Selected extract:
▼

Breakfast has long been called the most important meal of the day.
But the American Academy of Pediatrics says as many as 12 percent of young kids don’t eat it. Even more teenagers skip out.
Working in partnership with our parent company, Sinclair Broadcast Group, we want to keep you informed about important health matters.
Check out your nearest grocery store, and you'll likely find thousands of choices.
"Always overwhelming," says shopper Marcia Zand.
But dietitians say the list of nutrition facts is the place to start.
"Breakfast is crucial especially for students because it gets their brains charged up and ready to learn in the morning and also gets them energy to fuel throughout their day," says clinical dietitian Jess Buschmann.
She says to look out for sugar - specifically added sugar. It’s listed as things like corn syrup, dextrose, and sucrose.
The Centers for Disease Control and Prevention says Americans get too much added sugar and that can lead to health problems - including weight gain, diabetes, and heart disease.
Some cereals have a sugary reputation. But Buschmann says the amount in some yogurt - along with flavored oatmeals and milks - may surprise you.
"The more ingredients you can pronounce the better," Buschmann says.
"You find yourself starting to read the labels and then you get discouraged because sugar is in everything." says shopper Zand.
Buschmann says pre-planning will help your family.
She says to list five meals your kids enjoy, and make sure you include at least three food groups with each meal.
Consider whole grains and carbohydrates - like bread, cereal or fruit - for quick energy. Protein - like eggs or lean meat - keeps you feeling more full longer. And dairy helps builds bones.
"Here we have a quick option," Buschmann says. "Avocado toast is very trendy right now, but also very good and very nutritious for you. ... You can swap also out an egg."
Still not easy enough?
She says fruit with peanut butter is an option - to start.
"Yes, healthy eating is harder but absolutely not impossible," Buschmann says.
And she says it's never too late to make your grocery store choices healthier.
To make it easier on consumers, the Food and Drug Administration is updating what's on the nutritional facts labels for foods. Things like the amount of added sugar will be included.
The government says the changes will make healthier choices easier to see.
But it could be a while before you see it. Large food companies have until 2020 to update their packaging.

▲

Problem statement:
Under the nutrition-label changes described in the breakfast article, by what year do large food companies have to update their packaging?

Stored data:

▼

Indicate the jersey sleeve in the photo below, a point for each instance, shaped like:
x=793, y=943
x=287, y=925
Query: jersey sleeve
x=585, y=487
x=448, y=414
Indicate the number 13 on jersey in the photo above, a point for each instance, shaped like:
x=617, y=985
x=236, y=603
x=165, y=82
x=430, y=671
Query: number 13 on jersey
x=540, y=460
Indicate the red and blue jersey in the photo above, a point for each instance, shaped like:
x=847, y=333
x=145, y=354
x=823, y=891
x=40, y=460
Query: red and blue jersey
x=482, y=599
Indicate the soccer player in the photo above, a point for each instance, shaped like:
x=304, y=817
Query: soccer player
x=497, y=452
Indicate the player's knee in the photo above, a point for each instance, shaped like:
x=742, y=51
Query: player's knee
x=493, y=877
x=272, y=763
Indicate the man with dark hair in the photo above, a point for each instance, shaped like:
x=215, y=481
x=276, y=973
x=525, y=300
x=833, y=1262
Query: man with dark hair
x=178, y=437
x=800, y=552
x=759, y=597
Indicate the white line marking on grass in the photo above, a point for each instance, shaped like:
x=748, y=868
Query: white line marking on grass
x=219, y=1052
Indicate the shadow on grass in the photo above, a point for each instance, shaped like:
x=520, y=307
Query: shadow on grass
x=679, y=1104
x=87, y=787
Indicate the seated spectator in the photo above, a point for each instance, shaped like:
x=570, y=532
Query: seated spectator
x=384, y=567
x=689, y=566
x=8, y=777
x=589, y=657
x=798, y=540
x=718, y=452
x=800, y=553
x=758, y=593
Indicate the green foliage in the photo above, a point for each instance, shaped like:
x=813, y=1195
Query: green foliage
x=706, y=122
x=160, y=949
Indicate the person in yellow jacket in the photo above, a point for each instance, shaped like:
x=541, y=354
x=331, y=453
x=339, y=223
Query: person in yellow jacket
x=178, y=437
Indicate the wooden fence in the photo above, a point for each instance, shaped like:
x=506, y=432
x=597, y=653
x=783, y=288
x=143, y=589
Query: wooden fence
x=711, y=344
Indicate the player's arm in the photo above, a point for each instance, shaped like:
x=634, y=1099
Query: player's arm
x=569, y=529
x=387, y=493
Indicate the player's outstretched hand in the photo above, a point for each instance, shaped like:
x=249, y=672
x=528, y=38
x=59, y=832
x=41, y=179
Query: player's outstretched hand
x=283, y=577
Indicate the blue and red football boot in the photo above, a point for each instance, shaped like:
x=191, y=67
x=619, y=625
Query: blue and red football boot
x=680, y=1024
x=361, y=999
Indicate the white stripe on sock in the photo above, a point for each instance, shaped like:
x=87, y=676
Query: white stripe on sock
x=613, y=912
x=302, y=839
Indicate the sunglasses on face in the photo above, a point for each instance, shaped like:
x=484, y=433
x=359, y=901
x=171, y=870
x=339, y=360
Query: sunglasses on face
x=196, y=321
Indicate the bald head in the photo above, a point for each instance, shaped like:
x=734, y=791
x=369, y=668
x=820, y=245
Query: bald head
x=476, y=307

▲
▼

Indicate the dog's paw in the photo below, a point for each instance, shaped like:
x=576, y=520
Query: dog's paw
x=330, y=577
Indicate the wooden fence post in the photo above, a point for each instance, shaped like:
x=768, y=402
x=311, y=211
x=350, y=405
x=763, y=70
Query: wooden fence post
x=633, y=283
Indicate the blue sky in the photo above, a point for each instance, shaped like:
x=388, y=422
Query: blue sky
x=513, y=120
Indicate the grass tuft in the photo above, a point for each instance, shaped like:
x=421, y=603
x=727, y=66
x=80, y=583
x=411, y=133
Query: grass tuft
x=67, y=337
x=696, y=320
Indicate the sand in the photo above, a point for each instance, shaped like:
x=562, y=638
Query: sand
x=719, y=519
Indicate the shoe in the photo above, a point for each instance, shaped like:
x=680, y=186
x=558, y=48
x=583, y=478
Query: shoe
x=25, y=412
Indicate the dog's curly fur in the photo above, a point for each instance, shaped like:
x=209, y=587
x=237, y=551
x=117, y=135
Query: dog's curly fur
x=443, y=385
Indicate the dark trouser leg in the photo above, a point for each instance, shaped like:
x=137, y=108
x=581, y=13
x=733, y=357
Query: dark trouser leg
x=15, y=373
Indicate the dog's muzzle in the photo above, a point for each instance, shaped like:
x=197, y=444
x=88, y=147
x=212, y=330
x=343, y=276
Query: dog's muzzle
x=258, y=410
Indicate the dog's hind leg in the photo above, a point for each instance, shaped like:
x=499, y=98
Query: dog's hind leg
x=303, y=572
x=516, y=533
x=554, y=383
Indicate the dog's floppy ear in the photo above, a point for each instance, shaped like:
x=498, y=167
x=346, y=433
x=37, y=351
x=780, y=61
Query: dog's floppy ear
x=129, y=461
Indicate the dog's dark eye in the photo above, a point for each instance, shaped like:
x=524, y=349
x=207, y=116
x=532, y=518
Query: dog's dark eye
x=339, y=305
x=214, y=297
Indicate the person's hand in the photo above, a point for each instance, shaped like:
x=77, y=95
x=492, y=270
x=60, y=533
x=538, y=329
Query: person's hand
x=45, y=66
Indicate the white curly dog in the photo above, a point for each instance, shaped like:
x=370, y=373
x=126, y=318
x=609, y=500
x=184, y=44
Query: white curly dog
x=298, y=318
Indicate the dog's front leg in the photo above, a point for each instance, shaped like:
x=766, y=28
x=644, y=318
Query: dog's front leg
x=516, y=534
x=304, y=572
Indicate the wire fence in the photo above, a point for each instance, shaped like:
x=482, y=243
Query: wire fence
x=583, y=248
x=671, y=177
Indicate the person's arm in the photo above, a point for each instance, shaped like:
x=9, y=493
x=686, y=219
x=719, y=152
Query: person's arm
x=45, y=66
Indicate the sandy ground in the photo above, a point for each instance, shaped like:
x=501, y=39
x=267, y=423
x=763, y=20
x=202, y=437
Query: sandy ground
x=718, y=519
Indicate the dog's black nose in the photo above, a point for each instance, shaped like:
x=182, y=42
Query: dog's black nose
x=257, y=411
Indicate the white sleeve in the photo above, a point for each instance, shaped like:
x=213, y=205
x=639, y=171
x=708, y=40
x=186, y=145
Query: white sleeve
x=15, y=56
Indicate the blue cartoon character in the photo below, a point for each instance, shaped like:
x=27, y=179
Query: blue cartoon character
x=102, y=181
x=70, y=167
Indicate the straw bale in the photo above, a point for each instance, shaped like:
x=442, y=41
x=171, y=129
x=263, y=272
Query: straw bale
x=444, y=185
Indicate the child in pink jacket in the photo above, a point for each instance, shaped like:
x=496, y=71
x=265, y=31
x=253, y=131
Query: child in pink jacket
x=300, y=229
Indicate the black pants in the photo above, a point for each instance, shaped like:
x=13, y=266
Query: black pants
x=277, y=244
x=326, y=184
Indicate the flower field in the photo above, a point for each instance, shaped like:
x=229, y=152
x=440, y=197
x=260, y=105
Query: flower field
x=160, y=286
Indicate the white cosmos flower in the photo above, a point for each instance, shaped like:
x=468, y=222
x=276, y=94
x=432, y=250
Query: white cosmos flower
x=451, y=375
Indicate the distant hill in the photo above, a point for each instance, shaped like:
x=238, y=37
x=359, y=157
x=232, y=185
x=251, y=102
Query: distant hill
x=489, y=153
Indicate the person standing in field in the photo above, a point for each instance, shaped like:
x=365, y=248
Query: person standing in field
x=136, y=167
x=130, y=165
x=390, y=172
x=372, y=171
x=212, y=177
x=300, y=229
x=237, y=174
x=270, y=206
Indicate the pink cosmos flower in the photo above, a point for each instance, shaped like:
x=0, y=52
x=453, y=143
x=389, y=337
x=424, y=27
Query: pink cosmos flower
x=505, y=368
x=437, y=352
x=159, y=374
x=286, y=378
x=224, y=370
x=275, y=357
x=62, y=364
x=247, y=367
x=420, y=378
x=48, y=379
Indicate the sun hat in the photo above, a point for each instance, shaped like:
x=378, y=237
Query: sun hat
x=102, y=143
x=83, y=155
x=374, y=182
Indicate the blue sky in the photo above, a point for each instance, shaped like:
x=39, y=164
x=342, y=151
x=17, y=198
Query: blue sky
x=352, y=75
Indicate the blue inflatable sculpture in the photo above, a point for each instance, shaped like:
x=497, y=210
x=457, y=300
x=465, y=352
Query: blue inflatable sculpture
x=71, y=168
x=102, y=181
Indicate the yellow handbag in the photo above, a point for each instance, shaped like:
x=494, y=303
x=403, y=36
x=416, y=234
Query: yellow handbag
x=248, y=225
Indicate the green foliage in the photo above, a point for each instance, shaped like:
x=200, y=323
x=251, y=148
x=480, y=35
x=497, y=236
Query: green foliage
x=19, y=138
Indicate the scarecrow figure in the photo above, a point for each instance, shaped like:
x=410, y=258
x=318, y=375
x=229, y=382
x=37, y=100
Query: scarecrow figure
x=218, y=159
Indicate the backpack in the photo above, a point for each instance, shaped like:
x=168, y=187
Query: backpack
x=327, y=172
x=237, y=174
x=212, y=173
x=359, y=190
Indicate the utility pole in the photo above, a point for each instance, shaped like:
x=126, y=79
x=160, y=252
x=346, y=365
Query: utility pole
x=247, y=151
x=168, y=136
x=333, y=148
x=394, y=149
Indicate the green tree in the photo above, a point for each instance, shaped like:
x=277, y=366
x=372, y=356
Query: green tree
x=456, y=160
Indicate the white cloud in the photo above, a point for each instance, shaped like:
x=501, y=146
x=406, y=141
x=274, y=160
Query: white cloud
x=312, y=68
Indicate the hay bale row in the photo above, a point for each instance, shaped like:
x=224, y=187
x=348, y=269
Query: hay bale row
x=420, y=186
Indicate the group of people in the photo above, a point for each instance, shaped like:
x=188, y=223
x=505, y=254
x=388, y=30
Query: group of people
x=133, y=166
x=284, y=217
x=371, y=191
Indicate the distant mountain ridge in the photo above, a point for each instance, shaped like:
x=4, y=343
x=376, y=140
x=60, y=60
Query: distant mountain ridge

▲
▼

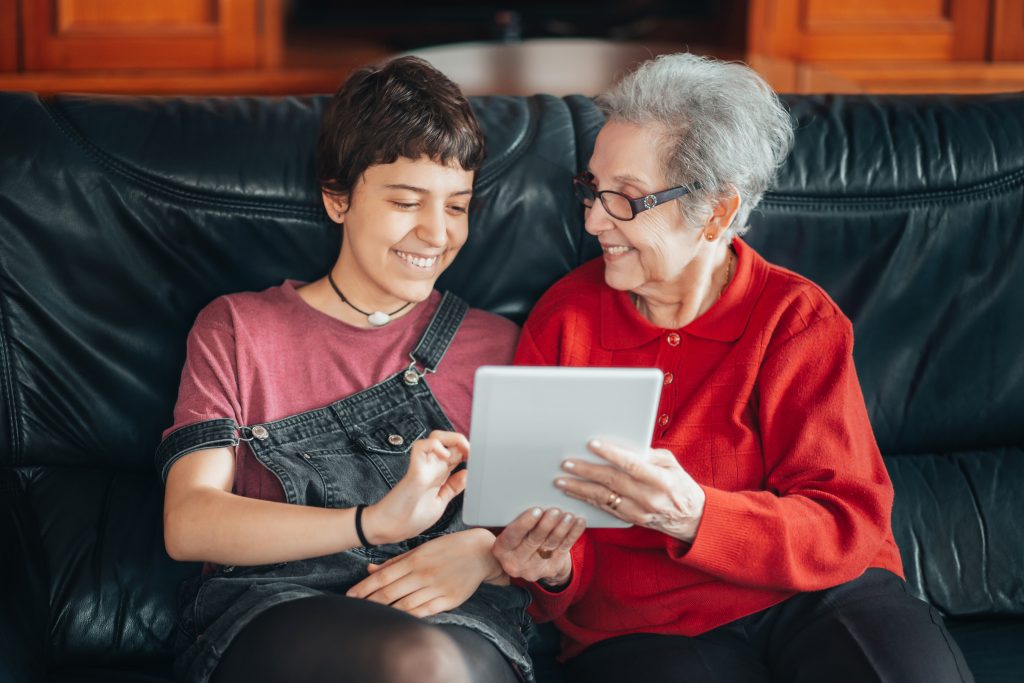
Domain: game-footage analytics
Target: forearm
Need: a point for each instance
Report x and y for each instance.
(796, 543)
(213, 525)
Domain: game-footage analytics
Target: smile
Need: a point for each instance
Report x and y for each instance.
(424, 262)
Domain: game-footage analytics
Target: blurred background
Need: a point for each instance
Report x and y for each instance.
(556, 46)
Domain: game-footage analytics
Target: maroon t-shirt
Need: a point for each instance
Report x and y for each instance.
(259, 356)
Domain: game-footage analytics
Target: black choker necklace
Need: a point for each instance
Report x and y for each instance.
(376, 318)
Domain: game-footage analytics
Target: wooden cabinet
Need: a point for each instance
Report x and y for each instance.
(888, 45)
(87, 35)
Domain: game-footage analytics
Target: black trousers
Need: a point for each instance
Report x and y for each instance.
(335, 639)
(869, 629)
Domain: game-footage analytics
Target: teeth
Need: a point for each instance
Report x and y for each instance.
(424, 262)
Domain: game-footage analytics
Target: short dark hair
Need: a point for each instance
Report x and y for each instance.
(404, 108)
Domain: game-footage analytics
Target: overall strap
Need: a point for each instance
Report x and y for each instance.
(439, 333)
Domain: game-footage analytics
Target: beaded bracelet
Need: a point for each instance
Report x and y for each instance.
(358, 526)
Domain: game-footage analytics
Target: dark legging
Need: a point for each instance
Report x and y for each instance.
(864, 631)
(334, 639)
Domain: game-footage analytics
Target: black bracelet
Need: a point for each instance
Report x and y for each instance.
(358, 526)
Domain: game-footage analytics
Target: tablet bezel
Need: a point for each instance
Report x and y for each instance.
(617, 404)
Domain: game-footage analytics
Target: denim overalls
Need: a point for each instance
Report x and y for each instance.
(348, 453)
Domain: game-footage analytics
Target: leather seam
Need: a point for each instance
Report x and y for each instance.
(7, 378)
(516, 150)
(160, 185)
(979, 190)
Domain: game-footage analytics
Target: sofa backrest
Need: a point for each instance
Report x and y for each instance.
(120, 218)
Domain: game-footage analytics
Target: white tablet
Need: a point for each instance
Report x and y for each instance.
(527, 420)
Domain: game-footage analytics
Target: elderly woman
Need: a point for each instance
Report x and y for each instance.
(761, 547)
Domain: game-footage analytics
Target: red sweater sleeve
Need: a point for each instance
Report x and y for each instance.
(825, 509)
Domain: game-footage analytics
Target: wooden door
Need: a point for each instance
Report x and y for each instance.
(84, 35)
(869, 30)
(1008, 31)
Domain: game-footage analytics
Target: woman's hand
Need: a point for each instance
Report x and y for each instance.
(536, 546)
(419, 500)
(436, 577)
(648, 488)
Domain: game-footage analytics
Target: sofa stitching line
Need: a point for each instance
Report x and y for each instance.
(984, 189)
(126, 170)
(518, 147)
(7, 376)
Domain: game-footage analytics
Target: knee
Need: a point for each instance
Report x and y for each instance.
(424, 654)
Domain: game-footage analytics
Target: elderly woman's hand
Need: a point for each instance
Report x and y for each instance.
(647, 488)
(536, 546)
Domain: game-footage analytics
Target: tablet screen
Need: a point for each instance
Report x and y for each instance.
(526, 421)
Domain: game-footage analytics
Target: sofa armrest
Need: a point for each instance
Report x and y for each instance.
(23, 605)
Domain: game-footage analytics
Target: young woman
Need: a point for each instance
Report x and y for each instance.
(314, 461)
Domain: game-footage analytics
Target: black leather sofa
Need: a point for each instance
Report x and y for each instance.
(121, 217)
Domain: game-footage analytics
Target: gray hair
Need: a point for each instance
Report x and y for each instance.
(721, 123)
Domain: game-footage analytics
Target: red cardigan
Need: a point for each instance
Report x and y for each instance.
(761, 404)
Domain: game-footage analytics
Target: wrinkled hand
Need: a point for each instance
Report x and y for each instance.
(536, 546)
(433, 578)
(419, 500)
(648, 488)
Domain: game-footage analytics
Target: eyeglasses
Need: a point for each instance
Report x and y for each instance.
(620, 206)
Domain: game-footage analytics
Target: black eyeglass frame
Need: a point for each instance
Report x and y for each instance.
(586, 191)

▲

Task output:
2020